> **TASK GOAL**:
In the editorial on B.C.'s new ridings below, list the qualities that ridings should have according to the passage beginning "Sounds easy."

— START DOCUMENT EXCERPT —

Thursday, August 16, 2007

New ridings painful for rural B.C., but fair

There’s going to be some pained shouts from the north and Interior, but B.C.’s Electoral Boundaries Commission has done a pretty good job of redrawing the map of ridings around the province.
The commission has set out two reworked sets of ridings, one for the current system and one for a new proportional representation electoral process.
The basic news is that the commission proposes creating five new ridings - four in the Lower Mainland and one in the Okanagan – to reflect the population growth there.
Instead of simply increasing the legislature by five seats, the commission recommended reducing the number of seats in rural B.C. by three.
The Caiboo-Thompson goes from five seats to four; the Kootenays from four to three; the north from eight to seven ridings.
The end result is that the legislature goes from 79 to 81 MLAs and urban areas get more political clout.
The three commissioners faced a tough task. Their principal mandate was to look at the province's changing population and come up with riding boundaries that would ensure that each MLA would represent about the same number of people.
Sounds easy. Figure out how many MLAs you want, divide that number into the total number of eligible voters and come up with ridings with have roughly that number of people, ones that make sense, where people share a set of interests.

— END DOCUMENT EXCERPT —
— START DATA —

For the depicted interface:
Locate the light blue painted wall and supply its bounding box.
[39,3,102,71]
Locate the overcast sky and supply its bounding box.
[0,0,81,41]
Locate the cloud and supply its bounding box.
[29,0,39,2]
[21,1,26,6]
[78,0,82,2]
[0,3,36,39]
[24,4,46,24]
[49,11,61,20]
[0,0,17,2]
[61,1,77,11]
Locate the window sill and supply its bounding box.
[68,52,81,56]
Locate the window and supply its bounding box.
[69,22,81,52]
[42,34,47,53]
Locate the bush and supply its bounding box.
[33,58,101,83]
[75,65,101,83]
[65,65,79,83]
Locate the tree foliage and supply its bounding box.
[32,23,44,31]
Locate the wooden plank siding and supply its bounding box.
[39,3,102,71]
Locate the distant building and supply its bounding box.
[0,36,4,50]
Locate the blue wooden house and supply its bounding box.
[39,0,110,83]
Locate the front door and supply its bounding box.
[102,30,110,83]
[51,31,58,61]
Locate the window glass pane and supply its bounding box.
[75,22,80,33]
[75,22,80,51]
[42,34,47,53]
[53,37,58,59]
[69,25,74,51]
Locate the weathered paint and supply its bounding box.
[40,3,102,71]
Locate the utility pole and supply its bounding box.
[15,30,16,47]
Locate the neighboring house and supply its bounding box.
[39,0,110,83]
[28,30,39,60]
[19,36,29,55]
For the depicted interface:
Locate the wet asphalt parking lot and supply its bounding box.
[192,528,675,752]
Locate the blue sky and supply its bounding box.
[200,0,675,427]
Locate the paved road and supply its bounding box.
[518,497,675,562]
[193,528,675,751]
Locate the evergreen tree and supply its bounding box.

— END DATA —

> **RESULT**:
- Each riding has roughly the number of people that results from the division.
- The ridings make sense.
- The people in a riding share a set of interests.